*Objective*:
Return all of the data exactly as given.

*Listed entries*:
────────

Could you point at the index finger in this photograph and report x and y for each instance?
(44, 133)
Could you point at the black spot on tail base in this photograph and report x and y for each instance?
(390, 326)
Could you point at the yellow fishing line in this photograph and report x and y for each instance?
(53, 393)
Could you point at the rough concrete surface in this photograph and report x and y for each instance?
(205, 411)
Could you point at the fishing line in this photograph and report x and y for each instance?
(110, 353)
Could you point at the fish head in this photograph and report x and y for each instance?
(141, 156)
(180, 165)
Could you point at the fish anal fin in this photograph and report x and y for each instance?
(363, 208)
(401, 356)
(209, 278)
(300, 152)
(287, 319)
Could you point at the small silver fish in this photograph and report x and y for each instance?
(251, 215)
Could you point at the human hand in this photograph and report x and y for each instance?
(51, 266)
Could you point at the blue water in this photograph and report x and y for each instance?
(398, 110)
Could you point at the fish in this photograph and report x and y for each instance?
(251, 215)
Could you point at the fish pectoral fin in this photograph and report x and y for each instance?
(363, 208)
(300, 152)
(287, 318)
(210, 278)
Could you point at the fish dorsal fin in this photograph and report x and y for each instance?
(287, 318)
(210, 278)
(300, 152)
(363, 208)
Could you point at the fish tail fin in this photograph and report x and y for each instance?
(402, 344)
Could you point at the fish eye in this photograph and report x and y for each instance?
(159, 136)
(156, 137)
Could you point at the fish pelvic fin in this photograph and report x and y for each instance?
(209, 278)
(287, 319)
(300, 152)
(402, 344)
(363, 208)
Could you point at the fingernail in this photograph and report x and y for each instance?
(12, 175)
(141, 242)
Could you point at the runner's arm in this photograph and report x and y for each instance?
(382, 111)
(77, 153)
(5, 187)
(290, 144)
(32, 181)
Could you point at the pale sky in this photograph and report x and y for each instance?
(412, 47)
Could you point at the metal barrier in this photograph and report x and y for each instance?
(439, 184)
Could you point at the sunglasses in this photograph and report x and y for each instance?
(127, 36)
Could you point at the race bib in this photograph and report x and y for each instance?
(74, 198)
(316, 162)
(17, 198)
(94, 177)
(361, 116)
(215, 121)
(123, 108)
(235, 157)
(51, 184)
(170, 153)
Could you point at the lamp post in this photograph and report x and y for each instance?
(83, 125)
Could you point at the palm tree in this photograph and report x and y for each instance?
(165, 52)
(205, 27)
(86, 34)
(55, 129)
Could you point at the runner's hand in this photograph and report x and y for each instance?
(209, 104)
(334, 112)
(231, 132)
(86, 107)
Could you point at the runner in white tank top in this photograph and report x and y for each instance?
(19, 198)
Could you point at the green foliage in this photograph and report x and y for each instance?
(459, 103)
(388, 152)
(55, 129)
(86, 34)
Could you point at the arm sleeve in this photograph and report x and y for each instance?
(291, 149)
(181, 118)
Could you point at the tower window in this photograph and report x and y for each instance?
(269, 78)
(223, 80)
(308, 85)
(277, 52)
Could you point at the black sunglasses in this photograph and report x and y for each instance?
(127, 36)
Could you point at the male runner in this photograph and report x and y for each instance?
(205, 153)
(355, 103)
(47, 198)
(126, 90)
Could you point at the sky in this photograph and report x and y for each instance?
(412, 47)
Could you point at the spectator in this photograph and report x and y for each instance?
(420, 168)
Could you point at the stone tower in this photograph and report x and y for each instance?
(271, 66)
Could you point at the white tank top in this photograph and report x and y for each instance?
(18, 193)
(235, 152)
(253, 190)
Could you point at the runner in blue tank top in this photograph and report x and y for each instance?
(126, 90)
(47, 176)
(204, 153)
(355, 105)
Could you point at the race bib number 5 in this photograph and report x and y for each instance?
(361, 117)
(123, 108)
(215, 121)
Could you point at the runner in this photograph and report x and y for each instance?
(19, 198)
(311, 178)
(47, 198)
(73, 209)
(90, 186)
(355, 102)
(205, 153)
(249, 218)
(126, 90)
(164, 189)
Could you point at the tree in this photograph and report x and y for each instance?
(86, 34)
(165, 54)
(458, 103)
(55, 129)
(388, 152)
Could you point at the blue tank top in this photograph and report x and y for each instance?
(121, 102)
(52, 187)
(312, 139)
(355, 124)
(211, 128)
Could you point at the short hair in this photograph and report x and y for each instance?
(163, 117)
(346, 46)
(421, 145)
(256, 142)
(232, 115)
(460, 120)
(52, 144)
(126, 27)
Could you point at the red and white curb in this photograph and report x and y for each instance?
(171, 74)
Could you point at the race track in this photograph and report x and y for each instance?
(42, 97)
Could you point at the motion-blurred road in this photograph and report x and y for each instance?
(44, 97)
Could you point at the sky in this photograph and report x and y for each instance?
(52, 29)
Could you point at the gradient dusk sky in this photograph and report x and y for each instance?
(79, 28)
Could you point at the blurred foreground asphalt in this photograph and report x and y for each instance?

────────

*Task solution*:
Could you point at the index finger in this photograph and report x and y for each instance?
(44, 133)
Could you point at the black spot on tail base in this photograph and report x and y for each instance?
(390, 326)
Could you point at the yellow fishing line in this photograph and report x and y for each instance?
(53, 393)
Could you point at the rough concrete surface in this photograph and report x and y for each instance?
(205, 411)
Could you point at the fishing line in this photograph and report x and y for each instance?
(110, 353)
Could you point at the fish head in this photograph and report x and y for each instance?
(141, 156)
(180, 165)
Could you point at the fish anal fin in this photograph and report x and y for each instance?
(363, 208)
(401, 356)
(209, 278)
(300, 152)
(287, 319)
Could you point at the small silver fish in this photograph and report x and y for each instance?
(251, 215)
Could you point at the human hand in this photograph and report x and y for each instance?
(51, 266)
Could you point at the blue water in this photograph and report x and y for each instance?
(398, 110)
Could you point at the fish in this photograph and report x and y for each instance?
(251, 215)
Could you point at the fish pectoral fin in this photograph and report x and y for each instance?
(363, 208)
(300, 152)
(287, 318)
(210, 278)
Could you point at the fish dorsal fin in this photograph and report x and y for each instance?
(287, 318)
(210, 278)
(300, 152)
(363, 208)
Could you point at the fish tail fin in this photograph and report x and y for each instance?
(402, 344)
Could you point at the fish eye in this photograph and report x and y for each instance?
(159, 136)
(156, 137)
Could you point at the fish pelvic fin in this photograph and report x and y for each instance?
(209, 278)
(287, 319)
(300, 152)
(402, 344)
(363, 208)
Could you point at the fingernail in this photograph and report x and y for each instance?
(12, 175)
(141, 242)
Could you point at the runner's arm in this photograph and report x and y for each instance?
(382, 111)
(77, 153)
(5, 187)
(290, 144)
(32, 181)
Could you point at the pale sky in this photograph and report x and y for each instance?
(412, 47)
Could you point at the metal barrier in this photograph and report x and y for each instance?
(439, 184)
Could you point at the sunglasses in this photograph and report x and y for each instance?
(127, 36)
Could you point at the race bib in this photograph and report x and y for each instance?
(74, 198)
(316, 162)
(17, 198)
(94, 177)
(361, 116)
(215, 121)
(123, 108)
(235, 157)
(51, 184)
(170, 153)
Could you point at the lamp post in this photograph and report x and y for each instance?
(83, 125)
Could you point at the palm tree in this photograph and report x and y for each instance?
(165, 52)
(205, 27)
(86, 34)
(55, 129)
Could you point at the runner's hand in this photograph and report x and y for each instance?
(209, 104)
(334, 112)
(231, 132)
(86, 107)
Could you point at the runner in white tank top in this photograph and report x and y for each instance?
(19, 198)
Could you point at the green foliage in this photograph and report x and y for each instance?
(459, 103)
(388, 152)
(55, 129)
(86, 34)
Could you point at the arm sleeve in this photograph and report x and y for each instance?
(291, 149)
(181, 118)
Could you point at the tower window in this photograph and report x and y for each instance?
(269, 78)
(223, 80)
(308, 85)
(277, 52)
Could you point at the black sunglasses in this photograph and report x and y for each instance?
(127, 36)
Could you point at the male runner in this photograph and report x and y for each instance?
(205, 153)
(355, 103)
(47, 198)
(126, 90)
Could you point at the sky in this photograph and report x and y for each instance?
(412, 47)
Could you point at the spectator in this photograph and report x and y for each instance?
(420, 168)
Could you point at the stone tower in this photograph and report x and y for each instance?
(271, 66)
Could you point at the white tank top in this photograph and report x and y for each instance?
(18, 193)
(235, 152)
(253, 190)
Could you point at the runner in blue tank top in this photograph and report x and y for each instance?
(126, 90)
(47, 176)
(204, 153)
(355, 105)
Could you point at the race bib number 5 in this photograph and report x and y for each instance?
(361, 117)
(123, 108)
(215, 121)
Could you point at the runner in this photograph and report x and y for each instance?
(19, 198)
(311, 178)
(47, 198)
(73, 209)
(90, 186)
(355, 102)
(205, 153)
(249, 218)
(126, 90)
(164, 189)
Could you point at the tree in this photograph and report x and y for each instance?
(86, 34)
(165, 54)
(458, 103)
(55, 129)
(388, 152)
Could you point at the blue tank top in this photograph and report x and y for each instance?
(121, 102)
(52, 187)
(312, 139)
(355, 124)
(211, 128)
Could you point at the short hair in this photograph and report x and y for each instance?
(163, 117)
(346, 46)
(421, 145)
(256, 142)
(232, 115)
(460, 120)
(52, 144)
(126, 27)
Could you point at the red and white curb in this photograph and report x and y for each instance?
(171, 74)
Could you point at the race track in this photograph and report x and y for each instance?
(42, 97)
Could you point at the motion-blurred road in this photograph and report x and y for each instance?
(44, 97)
Could you point at the sky in this photograph and report x and y for each instance?
(52, 29)
Could you point at the gradient dusk sky in this photograph and report x and y for each instance?
(79, 28)
Could you point at the blurred foreground asphalt in this photograph and report x and y for each instance?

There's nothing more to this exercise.